YOUR TASK: Among the records, find the lines that hold the string "white" and return them.

======== DATA IN THIS EXERCISE

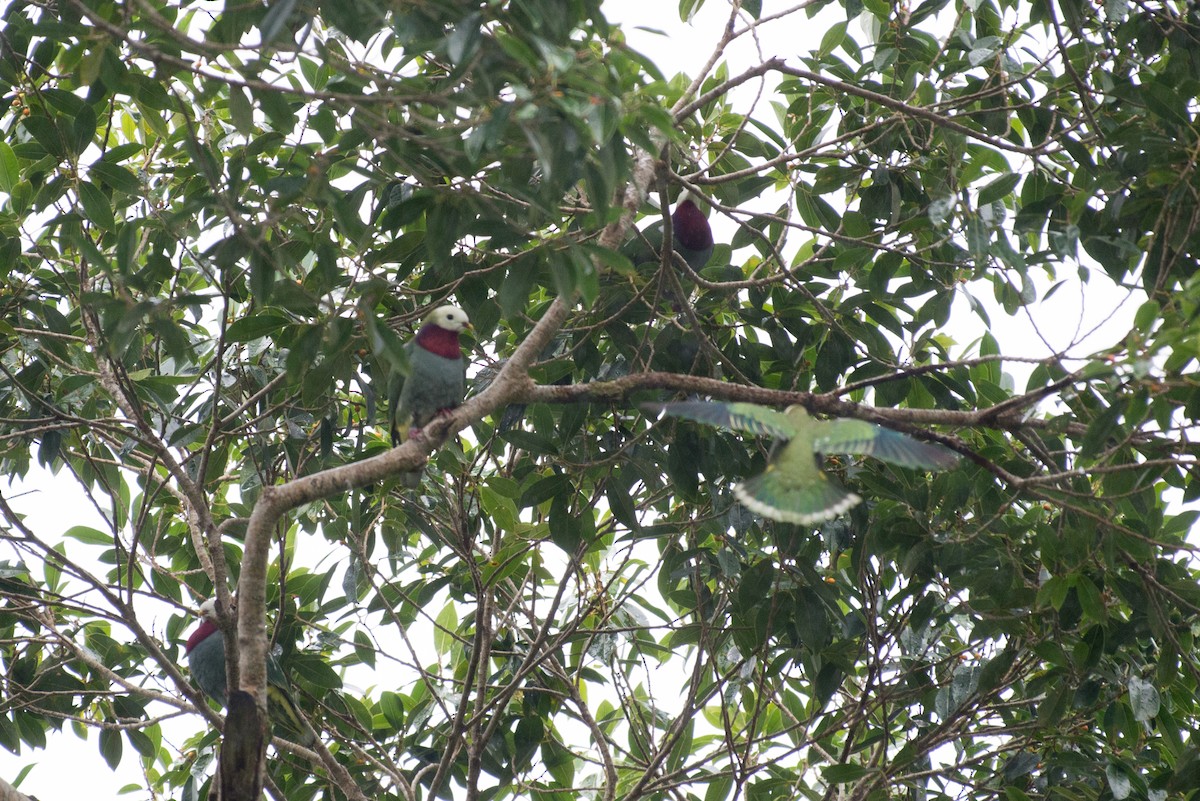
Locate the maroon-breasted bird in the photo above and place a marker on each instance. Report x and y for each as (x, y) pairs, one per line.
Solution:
(205, 660)
(436, 381)
(793, 488)
(690, 234)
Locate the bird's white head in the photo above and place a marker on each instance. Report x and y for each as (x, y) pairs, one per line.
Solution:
(209, 610)
(451, 318)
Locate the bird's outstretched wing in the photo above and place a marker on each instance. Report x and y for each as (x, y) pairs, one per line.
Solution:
(738, 416)
(845, 435)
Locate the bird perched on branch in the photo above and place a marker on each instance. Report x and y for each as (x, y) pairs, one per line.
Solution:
(691, 236)
(795, 488)
(436, 381)
(205, 660)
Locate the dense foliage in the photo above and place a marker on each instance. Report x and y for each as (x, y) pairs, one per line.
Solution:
(221, 221)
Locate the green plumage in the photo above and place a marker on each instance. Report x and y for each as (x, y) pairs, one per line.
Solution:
(205, 660)
(436, 381)
(795, 488)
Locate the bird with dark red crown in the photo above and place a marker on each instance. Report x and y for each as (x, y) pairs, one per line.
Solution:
(436, 381)
(205, 660)
(690, 233)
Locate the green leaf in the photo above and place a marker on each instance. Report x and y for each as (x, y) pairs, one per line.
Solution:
(256, 326)
(111, 746)
(96, 206)
(444, 627)
(10, 168)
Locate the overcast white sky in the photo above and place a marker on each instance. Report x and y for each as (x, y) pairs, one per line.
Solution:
(70, 766)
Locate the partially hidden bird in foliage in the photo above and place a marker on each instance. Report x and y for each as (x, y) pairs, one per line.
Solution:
(691, 236)
(436, 381)
(795, 488)
(205, 660)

================

ANSWER AREA:
Locate the bird's white head in the photo above and place a marker on each instance. Report x and y for each as (x, y) pairs, one per line.
Locate the overcast white sky in the photo above and place a marker on each instance. Report x and y for each as (x, y) pairs, one per line.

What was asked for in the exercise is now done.